[[ Input open ]]
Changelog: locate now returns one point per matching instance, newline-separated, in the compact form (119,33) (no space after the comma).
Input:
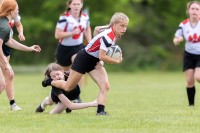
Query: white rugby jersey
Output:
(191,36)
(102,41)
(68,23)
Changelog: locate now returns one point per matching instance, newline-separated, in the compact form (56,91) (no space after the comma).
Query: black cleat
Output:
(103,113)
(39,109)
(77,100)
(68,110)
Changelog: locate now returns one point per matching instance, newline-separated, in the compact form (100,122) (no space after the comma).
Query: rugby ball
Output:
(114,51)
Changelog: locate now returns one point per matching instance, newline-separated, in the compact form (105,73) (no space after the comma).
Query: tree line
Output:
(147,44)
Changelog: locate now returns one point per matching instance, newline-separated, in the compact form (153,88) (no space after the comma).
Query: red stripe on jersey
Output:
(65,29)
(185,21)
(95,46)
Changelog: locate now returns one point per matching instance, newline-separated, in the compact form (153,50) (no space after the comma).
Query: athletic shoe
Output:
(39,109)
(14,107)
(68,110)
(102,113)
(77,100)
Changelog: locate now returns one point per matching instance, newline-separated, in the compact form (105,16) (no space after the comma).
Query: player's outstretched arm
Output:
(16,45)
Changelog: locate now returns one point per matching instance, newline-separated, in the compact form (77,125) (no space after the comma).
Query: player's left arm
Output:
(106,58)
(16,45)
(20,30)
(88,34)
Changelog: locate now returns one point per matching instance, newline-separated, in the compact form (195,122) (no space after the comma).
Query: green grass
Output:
[[ Input closed ]]
[[ Input open ]]
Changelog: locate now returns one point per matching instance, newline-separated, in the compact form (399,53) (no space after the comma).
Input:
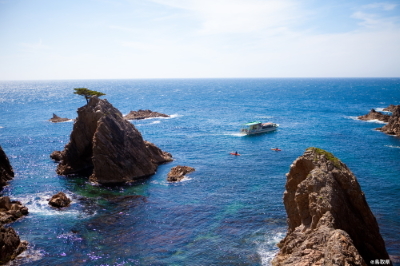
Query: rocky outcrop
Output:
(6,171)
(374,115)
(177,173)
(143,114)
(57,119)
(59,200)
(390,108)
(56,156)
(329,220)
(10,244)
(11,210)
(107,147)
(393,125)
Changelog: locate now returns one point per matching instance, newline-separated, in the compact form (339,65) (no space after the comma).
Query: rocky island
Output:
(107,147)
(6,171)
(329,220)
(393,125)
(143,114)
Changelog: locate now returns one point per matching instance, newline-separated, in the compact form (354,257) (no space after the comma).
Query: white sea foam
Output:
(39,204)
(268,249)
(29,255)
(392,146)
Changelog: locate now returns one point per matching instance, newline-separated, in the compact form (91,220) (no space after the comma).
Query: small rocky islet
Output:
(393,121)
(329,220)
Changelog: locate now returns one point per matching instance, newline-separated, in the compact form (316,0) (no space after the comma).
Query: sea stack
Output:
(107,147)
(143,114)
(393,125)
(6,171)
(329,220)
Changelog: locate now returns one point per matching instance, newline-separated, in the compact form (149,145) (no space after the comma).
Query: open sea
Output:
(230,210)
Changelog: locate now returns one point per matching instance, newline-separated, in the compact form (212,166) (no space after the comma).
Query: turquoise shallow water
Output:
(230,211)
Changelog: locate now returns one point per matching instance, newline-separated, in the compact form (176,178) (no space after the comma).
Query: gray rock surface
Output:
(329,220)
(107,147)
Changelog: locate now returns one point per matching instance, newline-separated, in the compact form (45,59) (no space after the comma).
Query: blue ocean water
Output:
[[ Input closed ]]
■ **What you will do**:
Looking at the records above, how many lines contain "player"? Answer with the number alone.

■ **The answer**:
2